Your objective
Copy the data from its start through the line that contains "column 903, row 776", changing "wristwatch" to "watch" and leaving everything else untouched.

## BEGIN Excerpted data

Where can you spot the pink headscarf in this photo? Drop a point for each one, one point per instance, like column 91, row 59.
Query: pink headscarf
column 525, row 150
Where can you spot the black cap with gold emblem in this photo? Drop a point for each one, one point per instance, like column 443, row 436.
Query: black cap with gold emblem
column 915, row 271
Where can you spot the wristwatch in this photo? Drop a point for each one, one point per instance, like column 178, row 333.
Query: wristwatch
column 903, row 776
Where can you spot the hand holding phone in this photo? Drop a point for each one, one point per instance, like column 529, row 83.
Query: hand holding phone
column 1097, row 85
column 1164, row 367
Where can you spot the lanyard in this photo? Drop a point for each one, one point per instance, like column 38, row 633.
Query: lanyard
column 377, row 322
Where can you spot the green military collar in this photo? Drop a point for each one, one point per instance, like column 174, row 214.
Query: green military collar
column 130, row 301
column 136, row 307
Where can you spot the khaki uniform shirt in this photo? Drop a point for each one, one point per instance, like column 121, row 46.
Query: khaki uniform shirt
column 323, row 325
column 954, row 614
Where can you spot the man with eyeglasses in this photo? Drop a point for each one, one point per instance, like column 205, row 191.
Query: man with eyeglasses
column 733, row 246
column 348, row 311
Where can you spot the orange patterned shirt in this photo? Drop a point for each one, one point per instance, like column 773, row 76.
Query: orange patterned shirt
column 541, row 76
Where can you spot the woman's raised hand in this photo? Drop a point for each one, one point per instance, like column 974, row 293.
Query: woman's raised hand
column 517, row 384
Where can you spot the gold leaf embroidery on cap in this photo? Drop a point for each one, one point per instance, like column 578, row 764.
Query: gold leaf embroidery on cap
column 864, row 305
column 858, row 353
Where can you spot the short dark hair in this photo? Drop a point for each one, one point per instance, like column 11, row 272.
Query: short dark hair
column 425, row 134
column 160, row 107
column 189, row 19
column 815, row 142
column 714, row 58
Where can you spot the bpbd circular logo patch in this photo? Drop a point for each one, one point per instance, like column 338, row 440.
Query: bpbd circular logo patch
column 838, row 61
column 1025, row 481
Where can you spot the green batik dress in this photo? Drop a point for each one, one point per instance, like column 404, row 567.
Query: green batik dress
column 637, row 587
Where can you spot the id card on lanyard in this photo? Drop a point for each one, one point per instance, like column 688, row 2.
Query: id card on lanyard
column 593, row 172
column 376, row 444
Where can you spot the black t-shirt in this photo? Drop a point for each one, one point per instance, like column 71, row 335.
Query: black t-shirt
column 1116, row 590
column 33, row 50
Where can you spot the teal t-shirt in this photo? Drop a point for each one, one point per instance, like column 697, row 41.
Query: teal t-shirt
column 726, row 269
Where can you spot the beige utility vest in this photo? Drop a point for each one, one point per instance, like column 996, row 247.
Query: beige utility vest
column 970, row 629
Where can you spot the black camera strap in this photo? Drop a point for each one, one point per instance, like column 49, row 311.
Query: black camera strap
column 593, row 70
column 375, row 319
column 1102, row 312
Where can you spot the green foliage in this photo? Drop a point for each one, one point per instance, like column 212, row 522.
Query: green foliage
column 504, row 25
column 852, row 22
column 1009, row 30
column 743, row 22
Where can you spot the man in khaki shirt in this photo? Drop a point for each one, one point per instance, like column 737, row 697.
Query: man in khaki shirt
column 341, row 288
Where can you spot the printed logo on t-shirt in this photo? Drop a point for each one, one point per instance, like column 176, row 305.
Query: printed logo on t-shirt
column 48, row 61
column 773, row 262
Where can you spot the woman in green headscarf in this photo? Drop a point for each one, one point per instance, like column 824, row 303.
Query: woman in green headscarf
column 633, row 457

## END Excerpted data

Answer to the problem
Where can you spot the pink headscarf in this photo? Drop a point for each one, one point per instance, like column 91, row 59.
Query: pink headscarf
column 525, row 150
Where can you spot the black cap with gold emblem in this photo? Drop a point for each one, one point per instance, like column 443, row 436.
Query: black cap with gold emblem
column 915, row 271
Where can you spot the watch in this photo? Drop a point for each one, one point per instance, like column 178, row 333.
Query: watch
column 903, row 776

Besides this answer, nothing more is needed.